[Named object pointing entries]
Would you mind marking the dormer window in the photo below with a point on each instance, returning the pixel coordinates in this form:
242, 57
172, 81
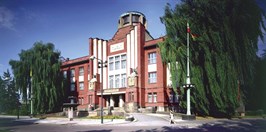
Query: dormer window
135, 18
126, 19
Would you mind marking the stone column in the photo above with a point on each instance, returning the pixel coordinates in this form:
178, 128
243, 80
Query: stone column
70, 113
112, 100
121, 101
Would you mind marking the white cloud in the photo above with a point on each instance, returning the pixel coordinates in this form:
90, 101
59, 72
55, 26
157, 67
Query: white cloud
6, 18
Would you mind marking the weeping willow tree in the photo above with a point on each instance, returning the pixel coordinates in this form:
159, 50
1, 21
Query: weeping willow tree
224, 36
39, 70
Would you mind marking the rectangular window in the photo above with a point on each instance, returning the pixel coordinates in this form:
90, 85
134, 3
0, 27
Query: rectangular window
72, 87
81, 101
150, 97
131, 96
88, 69
72, 73
81, 86
117, 62
117, 81
171, 97
65, 74
90, 99
81, 71
111, 81
152, 77
123, 80
152, 58
123, 61
111, 63
176, 98
155, 97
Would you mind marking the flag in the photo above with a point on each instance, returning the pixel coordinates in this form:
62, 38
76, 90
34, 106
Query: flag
188, 29
194, 36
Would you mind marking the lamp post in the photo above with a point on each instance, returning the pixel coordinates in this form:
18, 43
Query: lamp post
100, 65
188, 84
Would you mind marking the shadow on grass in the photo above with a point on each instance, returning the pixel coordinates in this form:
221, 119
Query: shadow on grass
10, 122
244, 125
97, 131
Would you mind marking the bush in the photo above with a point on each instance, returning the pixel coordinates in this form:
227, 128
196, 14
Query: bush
255, 113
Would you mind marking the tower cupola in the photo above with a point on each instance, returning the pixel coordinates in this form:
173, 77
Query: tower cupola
131, 18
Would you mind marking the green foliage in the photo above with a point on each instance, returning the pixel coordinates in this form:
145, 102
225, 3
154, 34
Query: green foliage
46, 81
256, 96
223, 54
9, 97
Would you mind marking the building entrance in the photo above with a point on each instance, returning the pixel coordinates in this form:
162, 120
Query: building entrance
117, 100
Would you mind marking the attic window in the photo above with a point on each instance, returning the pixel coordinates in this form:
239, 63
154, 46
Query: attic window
126, 19
135, 18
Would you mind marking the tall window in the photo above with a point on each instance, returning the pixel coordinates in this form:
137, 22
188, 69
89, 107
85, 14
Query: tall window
155, 97
117, 62
152, 58
81, 86
152, 77
111, 81
123, 80
123, 61
72, 87
131, 96
150, 97
88, 69
65, 74
111, 63
117, 81
81, 71
90, 99
117, 71
72, 73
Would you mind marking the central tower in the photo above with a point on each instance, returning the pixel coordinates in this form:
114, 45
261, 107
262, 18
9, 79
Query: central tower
131, 18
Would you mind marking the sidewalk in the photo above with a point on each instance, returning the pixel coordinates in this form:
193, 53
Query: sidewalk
65, 121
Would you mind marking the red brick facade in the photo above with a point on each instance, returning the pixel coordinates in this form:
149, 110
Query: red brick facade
133, 41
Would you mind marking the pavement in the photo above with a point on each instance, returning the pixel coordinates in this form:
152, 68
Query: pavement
78, 121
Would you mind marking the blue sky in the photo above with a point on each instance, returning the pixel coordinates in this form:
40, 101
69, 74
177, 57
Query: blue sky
69, 23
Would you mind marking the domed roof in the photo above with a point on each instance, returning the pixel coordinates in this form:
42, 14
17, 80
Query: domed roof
132, 12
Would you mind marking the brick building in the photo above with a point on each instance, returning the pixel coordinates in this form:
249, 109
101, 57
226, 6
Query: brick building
135, 76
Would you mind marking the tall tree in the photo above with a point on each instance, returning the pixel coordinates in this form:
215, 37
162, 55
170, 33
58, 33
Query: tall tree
222, 54
39, 70
8, 93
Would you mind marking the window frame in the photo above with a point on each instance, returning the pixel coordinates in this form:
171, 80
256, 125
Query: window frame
152, 56
152, 79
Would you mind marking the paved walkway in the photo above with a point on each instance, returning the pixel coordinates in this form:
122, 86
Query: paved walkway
63, 121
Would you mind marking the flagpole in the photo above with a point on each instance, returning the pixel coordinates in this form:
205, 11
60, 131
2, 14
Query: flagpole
188, 74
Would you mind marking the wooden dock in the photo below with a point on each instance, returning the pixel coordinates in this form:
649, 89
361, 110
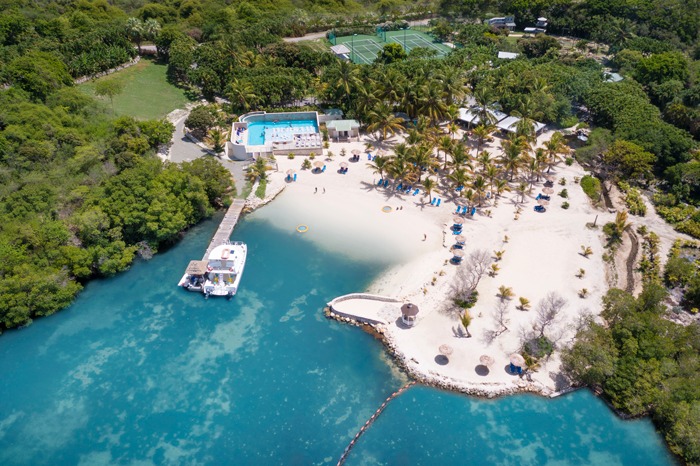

Prompt: Identify every line in the data above that contains the string "blue", treating uppercase and lowercase letters as different, and copy each of those lines.

Task solution:
Would you mind marking the blue sky in the photo above with a point on each instance, returning the pixel coordinates in this form:
Query: blue sky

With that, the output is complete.